[Recorded data]
## Start

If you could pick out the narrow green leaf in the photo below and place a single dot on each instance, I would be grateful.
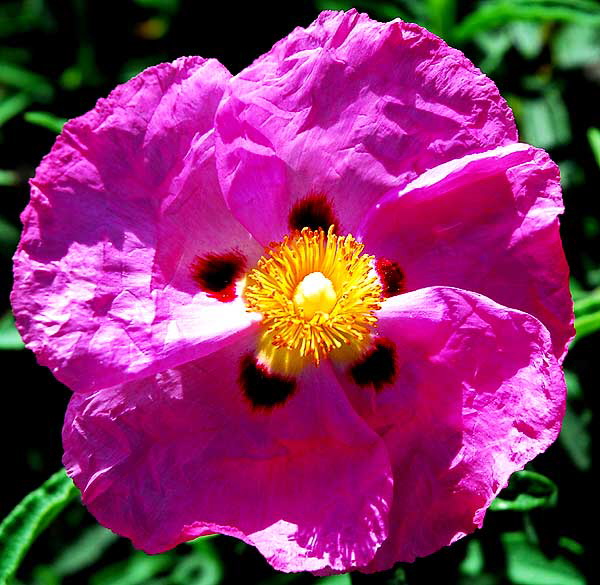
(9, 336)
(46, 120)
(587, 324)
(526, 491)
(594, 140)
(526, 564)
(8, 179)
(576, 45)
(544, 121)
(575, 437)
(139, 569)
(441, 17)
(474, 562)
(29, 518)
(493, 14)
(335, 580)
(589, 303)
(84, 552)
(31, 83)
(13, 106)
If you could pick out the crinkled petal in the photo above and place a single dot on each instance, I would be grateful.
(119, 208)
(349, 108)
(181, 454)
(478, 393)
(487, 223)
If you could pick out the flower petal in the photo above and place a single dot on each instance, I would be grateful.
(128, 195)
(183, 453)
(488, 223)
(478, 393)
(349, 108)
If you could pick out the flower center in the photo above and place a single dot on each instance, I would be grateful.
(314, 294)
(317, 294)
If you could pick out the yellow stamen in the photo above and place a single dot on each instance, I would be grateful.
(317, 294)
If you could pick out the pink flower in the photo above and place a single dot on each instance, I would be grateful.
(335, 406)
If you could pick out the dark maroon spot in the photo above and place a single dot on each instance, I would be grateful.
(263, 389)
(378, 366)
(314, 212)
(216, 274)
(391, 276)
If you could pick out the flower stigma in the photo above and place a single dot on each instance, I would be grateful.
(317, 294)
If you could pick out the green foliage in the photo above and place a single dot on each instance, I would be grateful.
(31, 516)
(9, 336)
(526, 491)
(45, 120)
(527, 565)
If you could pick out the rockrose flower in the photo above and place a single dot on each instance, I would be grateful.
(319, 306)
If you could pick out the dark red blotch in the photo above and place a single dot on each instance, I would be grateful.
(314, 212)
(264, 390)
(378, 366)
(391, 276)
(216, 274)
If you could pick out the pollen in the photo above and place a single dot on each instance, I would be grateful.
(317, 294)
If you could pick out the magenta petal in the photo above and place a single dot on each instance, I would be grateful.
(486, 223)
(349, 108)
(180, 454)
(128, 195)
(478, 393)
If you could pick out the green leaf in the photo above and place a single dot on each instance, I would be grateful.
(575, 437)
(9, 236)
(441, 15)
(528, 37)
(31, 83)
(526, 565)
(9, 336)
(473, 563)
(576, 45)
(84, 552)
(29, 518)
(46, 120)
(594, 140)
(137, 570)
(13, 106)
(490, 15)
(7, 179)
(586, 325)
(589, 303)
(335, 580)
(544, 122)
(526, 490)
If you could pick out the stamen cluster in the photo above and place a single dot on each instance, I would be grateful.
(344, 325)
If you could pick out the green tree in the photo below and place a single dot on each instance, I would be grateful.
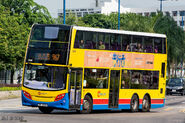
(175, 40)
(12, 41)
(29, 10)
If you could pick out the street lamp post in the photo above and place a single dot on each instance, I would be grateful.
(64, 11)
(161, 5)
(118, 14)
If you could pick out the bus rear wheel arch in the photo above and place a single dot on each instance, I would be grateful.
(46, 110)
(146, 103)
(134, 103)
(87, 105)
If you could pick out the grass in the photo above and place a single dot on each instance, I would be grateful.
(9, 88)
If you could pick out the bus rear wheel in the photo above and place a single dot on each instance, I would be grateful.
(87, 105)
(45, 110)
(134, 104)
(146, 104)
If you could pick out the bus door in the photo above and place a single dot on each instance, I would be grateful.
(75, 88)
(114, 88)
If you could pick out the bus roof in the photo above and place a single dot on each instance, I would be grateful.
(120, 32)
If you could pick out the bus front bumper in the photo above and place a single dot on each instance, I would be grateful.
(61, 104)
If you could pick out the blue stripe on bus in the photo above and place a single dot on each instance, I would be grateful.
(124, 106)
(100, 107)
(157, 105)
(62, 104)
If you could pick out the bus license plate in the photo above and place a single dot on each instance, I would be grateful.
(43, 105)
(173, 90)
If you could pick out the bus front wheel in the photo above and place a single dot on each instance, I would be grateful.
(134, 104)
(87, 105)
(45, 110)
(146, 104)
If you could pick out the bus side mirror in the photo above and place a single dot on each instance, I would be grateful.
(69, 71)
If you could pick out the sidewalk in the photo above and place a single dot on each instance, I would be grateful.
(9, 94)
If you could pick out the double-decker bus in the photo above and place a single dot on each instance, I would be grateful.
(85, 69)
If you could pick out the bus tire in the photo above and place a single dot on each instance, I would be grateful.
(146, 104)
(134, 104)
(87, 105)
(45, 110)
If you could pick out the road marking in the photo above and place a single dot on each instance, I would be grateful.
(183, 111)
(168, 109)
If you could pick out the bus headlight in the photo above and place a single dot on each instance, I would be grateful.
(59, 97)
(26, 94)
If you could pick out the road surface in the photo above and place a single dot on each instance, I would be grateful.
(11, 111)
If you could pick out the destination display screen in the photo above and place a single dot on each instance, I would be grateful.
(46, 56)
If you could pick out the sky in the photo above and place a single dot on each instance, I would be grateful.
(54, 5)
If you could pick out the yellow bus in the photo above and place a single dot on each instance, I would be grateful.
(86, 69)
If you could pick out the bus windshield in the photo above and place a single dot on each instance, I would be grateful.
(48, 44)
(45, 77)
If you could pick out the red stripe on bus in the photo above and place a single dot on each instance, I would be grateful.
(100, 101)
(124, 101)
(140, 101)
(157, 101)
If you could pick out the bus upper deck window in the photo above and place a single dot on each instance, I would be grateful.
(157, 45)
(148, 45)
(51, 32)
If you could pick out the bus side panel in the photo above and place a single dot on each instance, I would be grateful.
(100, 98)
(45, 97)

## End

# EXERCISE BRIEF
Change "photo" to "image" throughout all the lines above, keeping everything else the same. Omit the pictures from your answer.

# TASK RESULT
If you could pick out the narrow green leaf in the image below and place a single dot on each instance, I would be grateful.
(9, 336)
(46, 120)
(587, 324)
(526, 491)
(594, 140)
(526, 564)
(8, 179)
(576, 45)
(544, 121)
(575, 437)
(139, 569)
(441, 17)
(474, 562)
(29, 518)
(493, 14)
(335, 580)
(589, 303)
(84, 552)
(31, 83)
(13, 106)
If you could pick out the crinkled petal in the image above and place a single dot on each instance, I would be grateful.
(119, 208)
(349, 108)
(181, 454)
(478, 393)
(487, 223)
If you could pick out the flower petal in the image above and place a single dot on each instance, I would be grateful.
(128, 195)
(183, 453)
(488, 223)
(478, 393)
(349, 108)
If you could pick out the flower center in the image above and place a single dot on each instance, I would be grateful.
(314, 294)
(317, 294)
If you could pick out the yellow stamen in the image above and place a single dot on each instance, I would be grateful.
(317, 294)
If you could pick out the pink flower in the image above and place a single dot on each instance, I would be grateful.
(335, 406)
If you could pick out the dark maroon spot in the image above and place a single dot on each instance, I would be grateful.
(263, 389)
(378, 366)
(314, 212)
(216, 274)
(391, 276)
If you could pick out the flower stigma in the image above and place a single dot on each instance, I would be grateful.
(317, 294)
If you could pick out the green foliage in the image above and place a single dot on each instance, I would be grateful.
(31, 516)
(9, 336)
(526, 491)
(45, 120)
(527, 565)
If you could pick out the rockrose flower in the image above and place a single dot on each instance, I would be grateful.
(319, 306)
If you could pick out the dark red blotch in the image above and place a single dot on each instance, I would be grateful.
(314, 212)
(264, 390)
(378, 366)
(391, 276)
(216, 274)
If you could pick out the pollen in the image above and place a single dot on each instance, I would be grateful.
(317, 294)
If you could pick out the magenta petal in the image above and place a single dot on each instance, I would be grateful.
(486, 223)
(349, 108)
(180, 454)
(128, 195)
(478, 393)
If you could pick out the green leaf in the image above and place a single dot on each instance, I would be grateful.
(575, 437)
(9, 236)
(441, 15)
(528, 37)
(31, 83)
(526, 565)
(9, 336)
(473, 563)
(576, 45)
(84, 552)
(29, 518)
(46, 120)
(594, 140)
(137, 570)
(13, 106)
(490, 15)
(7, 179)
(586, 325)
(589, 303)
(335, 580)
(544, 122)
(526, 490)
If you could pick out the stamen cluster in the image above and place a single dot on each instance, I would be grateful.
(344, 325)
If you could pick out the green tree in the image below and place a single dot on each instance, I would be grateful.
(175, 40)
(12, 41)
(29, 10)
If you could pick out the street lamp post in the image above and place a single dot on each instance, I would be grateful.
(64, 11)
(161, 5)
(118, 14)
If you could pick out the bus rear wheel arch in the image above and place a single dot on each instance, I would be grateful.
(46, 110)
(146, 103)
(134, 103)
(87, 105)
If you could pick out the grass in the image above and place a single dot on each instance, I would be grateful.
(9, 88)
If you could pick out the bus rear wheel in the image above and place a single dot on each instance, I would be grateful.
(87, 105)
(45, 110)
(134, 104)
(146, 104)
If you could pick out the bus door in the image above and place a single dot on each instance, I would be grateful.
(75, 88)
(114, 88)
If you could pick out the bus roof in the image above and place a single dot on each instance, I would be grateful.
(120, 32)
If you could pick out the bus front bumper in the image above and place a single dot on each instance, I would be grateful.
(61, 104)
If you could pick out the blue stripe on bus in the image above and place a single dot on each instance, I would be grateful.
(124, 106)
(100, 107)
(157, 105)
(62, 104)
If you could pick out the bus license plate in the image above and place a single dot on each instance, I would be grateful.
(43, 105)
(173, 90)
If you could pick out the bus front wheel in the image above and place a single dot on each instance, I would be grateful.
(134, 104)
(87, 105)
(45, 110)
(146, 104)
If you could pick out the bus side mirror in the image above and place a single dot on each instance, I would be grateful.
(69, 71)
If you could pick out the sidewalk in the image above and place a single dot on each instance, I would be grateful.
(9, 94)
If you could pick out the double-decker bus in the image above and place a single dot on each instance, I would be grateful.
(85, 69)
If you could pick out the bus tire in the image above and place a single dot on each instance, I would be grateful.
(146, 104)
(134, 104)
(87, 105)
(45, 110)
If you could pick out the road marking in the image above and place a single dot on each instance, I would be grateful.
(183, 111)
(168, 109)
If you could pick out the bus headlight in the image above and place a single dot on each instance, I would be grateful.
(59, 97)
(26, 94)
If you could pick out the road surface in the image above and place a single dot on each instance, I would be grateful.
(11, 111)
If you could pick out the destination display screen in the image above and place a single dot on each instance, I would be grateful.
(46, 56)
If you could pick out the sky in the image above and place a single dot on each instance, I would be grateful.
(54, 5)
If you could pick out the yellow bus in the image above and place a single dot on each instance, I would be grateful.
(86, 69)
If you could pick out the bus windshield in the image above and place a single dot on each instance, I would be grateful.
(48, 44)
(45, 77)
If you could pick out the red stripe on bus in the image above and place a single dot on each instance, I would be grateful.
(100, 101)
(124, 101)
(140, 101)
(157, 101)
If you could pick out the bus upper deck window in the image above and place a single dot on each instance, I would be grateful.
(157, 45)
(148, 45)
(51, 32)
If you could pick out the bus side panel in the image above and place a single dot on each instance, I would be grateful.
(100, 98)
(45, 97)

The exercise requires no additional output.